→ **SOURCE EXTRACT**:

◇ ◇ ◇ ◇ ◇

All of this is a crock of course.  The file system shouldn't be
second-guessing the writeback code.  Instead the writeback code should
be adaptively measuring how long it takes to were written out N pages
to a particular block device, and then decide what's the appropriate
setting for nr_to_write.  What makes sense for a USB stick, or a 4200
RPM laptop drive, may not make sense for a massive RAID array....

But since we don't have that, both XFS and ext4 have workarounds for
brain-damaged writeback behaviour.  (I did some testing, and even for
standard laptop drives the cap of 1024 pages is just Way Too Small;
that limit was set something like a decade ago, and everyone has been
afraid to change it, even though disks have gotten a wee bit faster
since those days.)

    	   	      	       	     	 - Ted
--

From: Dave Chinner
Date: Sunday, April 25, 2010 - 6:49 pm

Yes, but that does not require a negative value to get right.  None
of the code relies on negative nr_to_write values to do anything
correctly, and all the termination checks are for wbc->nr_to-write
<= 0. And the tracing shows it behaves correctly when
wbc->nr_to_write = 0 on return. Requiring a negative number is not
documented in any of the comments, write_cache_pages() does not
return a negative number, etc, so I can't see why you think this is

ext4 added a "bump" to wbc->nr_to_write, then in some cases forgot
to remove it so it never returned to <= 0. Well, of course this
causes writeback to write too much! But that's an ext4 bug not
allowing nr_to_write to reach zero (not negative, but zero), not a

Why? Writeback should just keep pushing pages down until it congests
the block device. Then it throttles itself in get_request() and so
writeback already adapts to the load on the device.  Multiple passes
of 1024 pages per dirty inode is fine for this - a larger
nr_to_write doesn't get the block device to congestion any faster or

XFS put a workaround in for a different reason to ext4. ext4 put it
in to improve delayed allocation by working with larger chunks of
pages. XFS put it in to get large IOs to be issued through
submit_bio(), not to help the allocator...

And to be the nasty person to shoot down your modern hardware
theory: nr_to_write = 1024 pages works just fine on my laptop (XFS
on indilix SSD) as well as my big test server (XFS on 12 disk RAID0)
The server gets 1.5GB/s with pretty much perfect IO patterns with
the fixes I posted, unlike the mess of single page IOs that occurs
without them....

Cheers,

Dave.

◇ ◇ ◇ ◇ ◇

→ **RECORD EXTRACTS**:
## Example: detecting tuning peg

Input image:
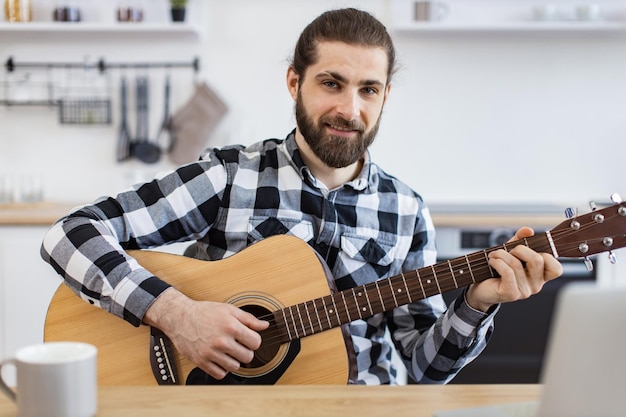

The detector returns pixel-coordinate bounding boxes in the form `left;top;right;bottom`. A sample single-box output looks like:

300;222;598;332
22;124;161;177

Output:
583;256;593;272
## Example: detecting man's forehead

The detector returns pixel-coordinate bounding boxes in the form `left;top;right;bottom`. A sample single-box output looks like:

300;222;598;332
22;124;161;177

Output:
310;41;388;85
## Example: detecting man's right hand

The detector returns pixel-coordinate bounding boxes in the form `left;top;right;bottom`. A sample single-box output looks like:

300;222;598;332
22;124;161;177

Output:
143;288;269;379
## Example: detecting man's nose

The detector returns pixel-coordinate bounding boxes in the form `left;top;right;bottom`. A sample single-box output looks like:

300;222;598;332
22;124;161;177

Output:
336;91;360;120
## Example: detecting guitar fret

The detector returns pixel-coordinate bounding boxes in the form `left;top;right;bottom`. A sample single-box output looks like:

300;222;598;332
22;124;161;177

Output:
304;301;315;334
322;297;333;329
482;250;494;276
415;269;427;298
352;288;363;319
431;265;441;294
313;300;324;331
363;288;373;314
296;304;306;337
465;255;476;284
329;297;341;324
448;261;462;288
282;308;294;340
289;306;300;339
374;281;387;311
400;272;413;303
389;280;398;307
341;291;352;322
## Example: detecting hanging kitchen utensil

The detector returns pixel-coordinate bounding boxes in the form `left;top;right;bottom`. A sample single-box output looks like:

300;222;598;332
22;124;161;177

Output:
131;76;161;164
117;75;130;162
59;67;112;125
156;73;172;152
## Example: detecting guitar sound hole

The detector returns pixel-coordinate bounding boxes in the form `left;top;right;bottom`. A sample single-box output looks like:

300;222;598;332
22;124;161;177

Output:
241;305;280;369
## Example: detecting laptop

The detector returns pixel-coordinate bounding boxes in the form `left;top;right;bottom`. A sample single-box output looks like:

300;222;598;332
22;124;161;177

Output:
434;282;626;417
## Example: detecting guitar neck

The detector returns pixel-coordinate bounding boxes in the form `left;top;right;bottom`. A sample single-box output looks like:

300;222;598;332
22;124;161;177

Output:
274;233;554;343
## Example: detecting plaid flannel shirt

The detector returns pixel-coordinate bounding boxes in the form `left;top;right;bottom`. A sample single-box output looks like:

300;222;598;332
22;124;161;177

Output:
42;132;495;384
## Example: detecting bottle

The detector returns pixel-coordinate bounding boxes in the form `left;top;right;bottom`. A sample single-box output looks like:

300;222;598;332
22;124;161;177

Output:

◇ ◇ ◇ ◇ ◇

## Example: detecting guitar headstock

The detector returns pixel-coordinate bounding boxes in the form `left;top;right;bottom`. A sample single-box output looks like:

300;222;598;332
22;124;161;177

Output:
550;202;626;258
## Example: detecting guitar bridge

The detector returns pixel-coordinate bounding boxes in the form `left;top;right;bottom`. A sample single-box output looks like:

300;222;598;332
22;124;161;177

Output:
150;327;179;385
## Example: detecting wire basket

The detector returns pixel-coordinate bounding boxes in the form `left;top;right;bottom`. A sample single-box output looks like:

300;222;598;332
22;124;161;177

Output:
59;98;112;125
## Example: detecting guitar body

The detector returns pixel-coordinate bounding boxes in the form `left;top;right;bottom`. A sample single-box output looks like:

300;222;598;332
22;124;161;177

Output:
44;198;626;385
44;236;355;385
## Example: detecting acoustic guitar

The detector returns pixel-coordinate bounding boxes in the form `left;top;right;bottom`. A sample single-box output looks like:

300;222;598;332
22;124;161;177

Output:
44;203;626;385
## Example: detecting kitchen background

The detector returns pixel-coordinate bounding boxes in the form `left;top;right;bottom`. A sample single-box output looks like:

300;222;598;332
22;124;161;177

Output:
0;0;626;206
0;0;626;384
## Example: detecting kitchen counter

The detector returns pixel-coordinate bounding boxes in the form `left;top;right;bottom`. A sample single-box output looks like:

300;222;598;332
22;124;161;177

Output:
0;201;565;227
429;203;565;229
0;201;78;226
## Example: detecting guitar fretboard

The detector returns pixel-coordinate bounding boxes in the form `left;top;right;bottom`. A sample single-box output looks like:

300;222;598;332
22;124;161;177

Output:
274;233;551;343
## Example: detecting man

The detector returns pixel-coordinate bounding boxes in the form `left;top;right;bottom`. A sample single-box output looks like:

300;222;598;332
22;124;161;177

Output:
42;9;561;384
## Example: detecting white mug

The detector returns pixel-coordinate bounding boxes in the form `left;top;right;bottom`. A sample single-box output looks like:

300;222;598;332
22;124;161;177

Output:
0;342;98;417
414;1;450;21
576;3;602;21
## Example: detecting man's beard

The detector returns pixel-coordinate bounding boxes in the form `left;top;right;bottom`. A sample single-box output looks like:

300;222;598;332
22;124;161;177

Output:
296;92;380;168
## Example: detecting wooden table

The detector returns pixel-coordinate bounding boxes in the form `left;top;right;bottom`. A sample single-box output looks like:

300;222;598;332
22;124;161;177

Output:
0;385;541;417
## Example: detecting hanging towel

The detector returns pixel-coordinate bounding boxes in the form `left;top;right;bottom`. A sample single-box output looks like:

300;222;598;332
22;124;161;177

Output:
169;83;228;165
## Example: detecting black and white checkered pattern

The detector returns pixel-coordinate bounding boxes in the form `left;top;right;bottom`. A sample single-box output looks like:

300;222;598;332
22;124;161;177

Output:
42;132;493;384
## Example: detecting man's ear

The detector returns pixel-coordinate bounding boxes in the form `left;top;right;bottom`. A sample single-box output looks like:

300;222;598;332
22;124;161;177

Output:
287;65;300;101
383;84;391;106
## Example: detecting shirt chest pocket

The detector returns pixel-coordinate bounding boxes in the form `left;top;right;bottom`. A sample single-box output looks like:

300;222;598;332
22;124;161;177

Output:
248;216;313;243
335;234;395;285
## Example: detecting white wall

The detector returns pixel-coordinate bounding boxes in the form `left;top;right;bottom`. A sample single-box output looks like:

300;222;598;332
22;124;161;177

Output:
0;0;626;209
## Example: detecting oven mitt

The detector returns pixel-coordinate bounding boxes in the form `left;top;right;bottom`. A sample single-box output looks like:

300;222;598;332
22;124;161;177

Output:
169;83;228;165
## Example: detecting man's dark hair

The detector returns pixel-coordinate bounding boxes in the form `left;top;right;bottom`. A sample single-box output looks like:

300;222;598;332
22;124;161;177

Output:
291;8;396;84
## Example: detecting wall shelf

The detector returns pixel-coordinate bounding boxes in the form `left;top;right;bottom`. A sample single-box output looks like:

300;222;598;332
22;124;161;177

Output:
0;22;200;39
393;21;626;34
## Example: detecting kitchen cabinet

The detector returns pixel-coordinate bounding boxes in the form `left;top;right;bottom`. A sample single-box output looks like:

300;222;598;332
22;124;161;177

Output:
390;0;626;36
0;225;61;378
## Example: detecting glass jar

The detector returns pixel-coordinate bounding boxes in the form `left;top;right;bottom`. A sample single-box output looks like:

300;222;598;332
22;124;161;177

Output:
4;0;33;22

◇ ◇ ◇ ◇ ◇

→ **TASK DESCRIPTION**:
From the writeback discussion, set down word for word the passage that opens with the words containing "XFS put a workaround" and closes with "12 disk RAID0)".

→ **THE SOLUTION**:
XFS put a workaround in for a different reason to ext4. ext4 put it
in to improve delayed allocation by working with larger chunks of
pages. XFS put it in to get large IOs to be issued through
submit_bio(), not to help the allocator...

And to be the nasty person to shoot down your modern hardware
theory: nr_to_write = 1024 pages works just fine on my laptop (XFS
on indilix SSD) as well as my big test server (XFS on 12 disk RAID0)